Leave every picture out and return the rest of the listing verbatim.

★ ★ ★

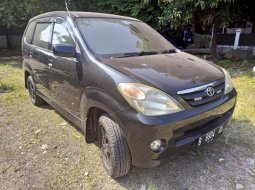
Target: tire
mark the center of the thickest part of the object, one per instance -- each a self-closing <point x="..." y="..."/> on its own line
<point x="34" y="98"/>
<point x="115" y="152"/>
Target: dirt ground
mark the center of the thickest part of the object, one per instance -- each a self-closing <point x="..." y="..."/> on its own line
<point x="39" y="149"/>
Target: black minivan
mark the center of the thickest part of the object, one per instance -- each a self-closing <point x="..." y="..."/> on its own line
<point x="125" y="86"/>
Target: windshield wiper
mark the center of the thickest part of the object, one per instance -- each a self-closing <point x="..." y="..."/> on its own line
<point x="169" y="51"/>
<point x="133" y="54"/>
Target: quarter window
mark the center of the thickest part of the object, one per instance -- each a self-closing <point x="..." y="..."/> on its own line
<point x="29" y="32"/>
<point x="42" y="35"/>
<point x="61" y="35"/>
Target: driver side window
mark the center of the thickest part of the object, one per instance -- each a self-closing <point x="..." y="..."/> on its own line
<point x="61" y="36"/>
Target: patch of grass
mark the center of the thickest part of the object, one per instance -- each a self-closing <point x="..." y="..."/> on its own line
<point x="12" y="87"/>
<point x="245" y="108"/>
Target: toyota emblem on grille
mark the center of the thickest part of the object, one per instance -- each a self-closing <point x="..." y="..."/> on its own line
<point x="210" y="91"/>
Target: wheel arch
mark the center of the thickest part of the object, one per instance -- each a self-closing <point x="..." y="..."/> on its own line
<point x="94" y="103"/>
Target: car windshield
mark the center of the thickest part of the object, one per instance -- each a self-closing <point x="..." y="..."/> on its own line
<point x="107" y="37"/>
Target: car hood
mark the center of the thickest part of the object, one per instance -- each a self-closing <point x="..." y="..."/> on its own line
<point x="168" y="72"/>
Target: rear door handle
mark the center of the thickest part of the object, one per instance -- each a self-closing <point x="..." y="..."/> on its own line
<point x="50" y="65"/>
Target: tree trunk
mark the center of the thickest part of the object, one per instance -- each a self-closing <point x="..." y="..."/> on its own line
<point x="9" y="45"/>
<point x="214" y="41"/>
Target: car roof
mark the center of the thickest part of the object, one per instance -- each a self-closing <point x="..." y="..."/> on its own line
<point x="76" y="14"/>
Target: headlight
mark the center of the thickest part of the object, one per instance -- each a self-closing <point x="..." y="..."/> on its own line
<point x="228" y="82"/>
<point x="148" y="100"/>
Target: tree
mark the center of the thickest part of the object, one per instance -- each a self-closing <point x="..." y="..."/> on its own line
<point x="181" y="12"/>
<point x="16" y="13"/>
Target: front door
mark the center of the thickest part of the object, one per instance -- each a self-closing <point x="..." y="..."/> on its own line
<point x="64" y="73"/>
<point x="39" y="54"/>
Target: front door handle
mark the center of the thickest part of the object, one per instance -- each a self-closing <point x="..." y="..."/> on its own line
<point x="50" y="65"/>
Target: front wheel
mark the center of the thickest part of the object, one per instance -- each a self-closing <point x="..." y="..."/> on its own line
<point x="115" y="152"/>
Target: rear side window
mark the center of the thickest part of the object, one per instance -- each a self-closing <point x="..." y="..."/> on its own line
<point x="42" y="35"/>
<point x="61" y="35"/>
<point x="29" y="32"/>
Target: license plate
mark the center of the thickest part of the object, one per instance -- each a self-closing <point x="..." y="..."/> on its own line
<point x="208" y="137"/>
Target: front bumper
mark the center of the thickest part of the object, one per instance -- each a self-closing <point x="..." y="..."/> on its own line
<point x="180" y="130"/>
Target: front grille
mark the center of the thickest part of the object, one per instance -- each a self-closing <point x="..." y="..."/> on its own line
<point x="199" y="96"/>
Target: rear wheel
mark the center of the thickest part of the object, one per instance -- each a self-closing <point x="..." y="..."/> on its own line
<point x="35" y="99"/>
<point x="115" y="152"/>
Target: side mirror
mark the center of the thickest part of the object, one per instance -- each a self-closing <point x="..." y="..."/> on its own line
<point x="64" y="50"/>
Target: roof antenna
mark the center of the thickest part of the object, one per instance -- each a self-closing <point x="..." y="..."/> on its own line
<point x="67" y="7"/>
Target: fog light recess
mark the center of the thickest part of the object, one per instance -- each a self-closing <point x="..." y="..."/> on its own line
<point x="157" y="146"/>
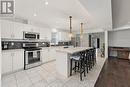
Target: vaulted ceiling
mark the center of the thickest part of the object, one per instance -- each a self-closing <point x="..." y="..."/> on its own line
<point x="93" y="13"/>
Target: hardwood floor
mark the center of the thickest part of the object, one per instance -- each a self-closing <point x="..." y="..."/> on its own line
<point x="115" y="73"/>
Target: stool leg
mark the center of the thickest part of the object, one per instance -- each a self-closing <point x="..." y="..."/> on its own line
<point x="75" y="67"/>
<point x="84" y="68"/>
<point x="70" y="67"/>
<point x="80" y="65"/>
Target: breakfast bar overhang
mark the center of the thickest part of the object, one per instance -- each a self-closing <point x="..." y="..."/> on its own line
<point x="63" y="59"/>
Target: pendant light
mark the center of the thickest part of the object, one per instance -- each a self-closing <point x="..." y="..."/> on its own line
<point x="81" y="31"/>
<point x="70" y="34"/>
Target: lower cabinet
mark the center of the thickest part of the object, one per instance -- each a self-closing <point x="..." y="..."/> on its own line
<point x="12" y="60"/>
<point x="45" y="55"/>
<point x="48" y="54"/>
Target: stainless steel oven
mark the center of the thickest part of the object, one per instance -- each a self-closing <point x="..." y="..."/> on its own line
<point x="32" y="55"/>
<point x="31" y="35"/>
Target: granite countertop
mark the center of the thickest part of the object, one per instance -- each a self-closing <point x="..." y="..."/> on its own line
<point x="72" y="50"/>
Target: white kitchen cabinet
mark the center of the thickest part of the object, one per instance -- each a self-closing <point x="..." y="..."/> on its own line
<point x="48" y="54"/>
<point x="18" y="60"/>
<point x="45" y="55"/>
<point x="12" y="60"/>
<point x="52" y="52"/>
<point x="17" y="32"/>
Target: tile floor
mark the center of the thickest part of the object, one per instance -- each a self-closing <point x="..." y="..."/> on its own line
<point x="46" y="76"/>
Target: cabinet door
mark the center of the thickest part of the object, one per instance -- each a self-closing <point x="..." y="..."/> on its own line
<point x="18" y="59"/>
<point x="18" y="31"/>
<point x="6" y="27"/>
<point x="6" y="62"/>
<point x="52" y="54"/>
<point x="45" y="55"/>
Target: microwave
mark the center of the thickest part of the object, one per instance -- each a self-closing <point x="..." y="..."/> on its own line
<point x="31" y="35"/>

★ ★ ★

Expected output:
Target: tire
mark the center of the thickest part of the object, one per instance -- each a self-closing <point x="..." y="..."/> on its own line
<point x="34" y="98"/>
<point x="115" y="152"/>
Target: dirt ground
mark the center of the thickest part of the object, one per instance -- each a self-closing <point x="..." y="..."/> on its own line
<point x="39" y="149"/>
Target: black minivan
mark the center of the thickest part of the object, one per instance -- each a self-closing <point x="..." y="..."/> on its own line
<point x="125" y="86"/>
Target: windshield wiper
mark the center of the thickest part of the object, one per instance -- each a self-closing <point x="..." y="..."/> on its own line
<point x="169" y="51"/>
<point x="133" y="54"/>
Target: quarter window
mark the center of the thickest part of the object, one per instance -- each a self-closing <point x="..." y="..."/> on its own line
<point x="29" y="32"/>
<point x="42" y="35"/>
<point x="61" y="35"/>
Target: driver side window
mark the center of the thickest part of the object, one per instance -- each a self-closing <point x="..." y="..."/> on its own line
<point x="61" y="36"/>
Target: patch of grass
mark the center of the thickest part of the object, one per instance -- each a self-closing <point x="..." y="..."/> on its own line
<point x="12" y="87"/>
<point x="245" y="108"/>
Target: toyota emblem on grille
mark the center of the thickest part of the object, one per instance -- each a self-closing <point x="..." y="..."/> on its own line
<point x="210" y="91"/>
Target: wheel arch
mark the center of the thickest part of the object, one per instance -- each a self-closing <point x="..." y="..."/> on its own line
<point x="94" y="103"/>
Target: car windshield
mark the center of the thickest part of the object, one per instance -- each a self-closing <point x="..." y="..."/> on its own line
<point x="107" y="37"/>
Target: car hood
mark the center of the thickest part of the object, one per instance -- each a self-closing <point x="..." y="..."/> on its own line
<point x="168" y="72"/>
Target: rear door handle
mark the center of the thickest part of the object, one per instance -- each a self-closing <point x="..." y="..."/> on its own line
<point x="50" y="65"/>
Target: tree trunk
mark the center of the thickest part of the object, one per instance -- each a self-closing <point x="..." y="..."/> on its own line
<point x="9" y="45"/>
<point x="214" y="41"/>
Target: car roof
mark the center of the thickest part of the object, one per instance -- each a self-closing <point x="..." y="..."/> on its own line
<point x="76" y="14"/>
Target: headlight
mark the center of the thickest part of the object, one per instance -- each a self-closing <point x="..." y="..."/> on its own line
<point x="228" y="82"/>
<point x="148" y="100"/>
Target: tree
mark the center of the thickest part of the object, one per instance -- each a self-closing <point x="..." y="..."/> on its own line
<point x="181" y="12"/>
<point x="16" y="13"/>
Target: front door
mark the center of the thickest part of the object, one per instance -- each a self-closing <point x="..." y="..."/> on its own line
<point x="64" y="73"/>
<point x="39" y="54"/>
Target: front door handle
mark the center of the thickest part of the object, one per instance -- each a self-closing <point x="..." y="..."/> on its own line
<point x="50" y="65"/>
Target: front wheel
mark the center of the thickest part of the object, one per instance -- each a self-closing <point x="..." y="..."/> on its own line
<point x="115" y="152"/>
Target: rear side window
mark the center of the thickest part of the object, one per instance -- each a self-closing <point x="..." y="..."/> on its own line
<point x="42" y="35"/>
<point x="61" y="35"/>
<point x="29" y="32"/>
Target: license plate
mark the center of the thickest part of the object, one per instance -- each a self-closing <point x="..." y="..."/> on its own line
<point x="208" y="137"/>
Target: front bumper
mark the center of the thickest part of the object, one per instance -- each a self-closing <point x="..." y="..."/> on its own line
<point x="180" y="130"/>
Target: front grille
mark the center of the thickest part of the object, one per instance -- each a self-closing <point x="..." y="..."/> on its own line
<point x="199" y="96"/>
Target: rear wheel
mark the center of the thickest part of the object, one per instance -- each a self-closing <point x="..." y="..."/> on its own line
<point x="35" y="99"/>
<point x="115" y="152"/>
Target: side mirror
mark the center of the thickest part of the object, one per instance -- each a self-closing <point x="..." y="..."/> on its own line
<point x="64" y="50"/>
Target: roof antenna
mark the center of the thickest part of the object, one per instance -- each a self-closing <point x="..." y="..."/> on its own line
<point x="67" y="7"/>
Target: fog light recess
mark the center of the thickest part of the object, one per instance -- each a self-closing <point x="..." y="..."/> on its own line
<point x="157" y="146"/>
Target: vaulted ceiling
mark the center of the thickest part of the object, one per instance -- each a self-closing <point x="..." y="..."/> on its own line
<point x="93" y="13"/>
Target: hardwood floor
mark the center of the thickest part of the object, one per instance -- each a self-closing <point x="..." y="..."/> on its own line
<point x="115" y="73"/>
Target: stool leg
mark the center of the thickest part of the object, one per instance -- each a self-closing <point x="..." y="..."/> on its own line
<point x="75" y="67"/>
<point x="84" y="68"/>
<point x="70" y="67"/>
<point x="80" y="65"/>
Target: breakfast bar overhang
mark the center of the thickest part of the object, one per instance -- each a self-closing <point x="..." y="..."/> on its own line
<point x="63" y="59"/>
Target: pendant light
mark the center of the thickest part of the object, one per instance -- each a self-closing <point x="..." y="..."/> on its own line
<point x="81" y="31"/>
<point x="70" y="34"/>
Target: lower cabinet
mark the center of the thickest part of the object, one per instance -- each a self-closing <point x="..." y="..."/> on its own line
<point x="12" y="60"/>
<point x="45" y="55"/>
<point x="48" y="54"/>
Target: stainless steel oven
mark the center of the thickest part of the object, one per instance -- each a self-closing <point x="..." y="..."/> on its own line
<point x="32" y="55"/>
<point x="31" y="35"/>
Target: granite countertop
mark the center of the thickest part of the object, one per instance -- each a self-closing <point x="..." y="..."/> on its own line
<point x="72" y="50"/>
Target: white kitchen cabinet
mark the center of the thickest part of the object, one per instance -- each a self-closing <point x="..." y="..."/> on its own line
<point x="48" y="54"/>
<point x="18" y="60"/>
<point x="45" y="55"/>
<point x="12" y="60"/>
<point x="52" y="52"/>
<point x="17" y="32"/>
Target: tile floor
mark the center of the thickest part of the object, one per instance -- each a self-closing <point x="..." y="..."/> on its own line
<point x="46" y="76"/>
Target: cabinet door
mark the center of the thickest part of the object, one per instance -- each a self-closing <point x="..." y="..."/> on its own line
<point x="18" y="59"/>
<point x="18" y="31"/>
<point x="6" y="27"/>
<point x="6" y="62"/>
<point x="52" y="54"/>
<point x="45" y="55"/>
Target: microwave
mark the center of the thickest part of the object, one per instance -- each a self-closing <point x="..." y="..."/> on its own line
<point x="31" y="35"/>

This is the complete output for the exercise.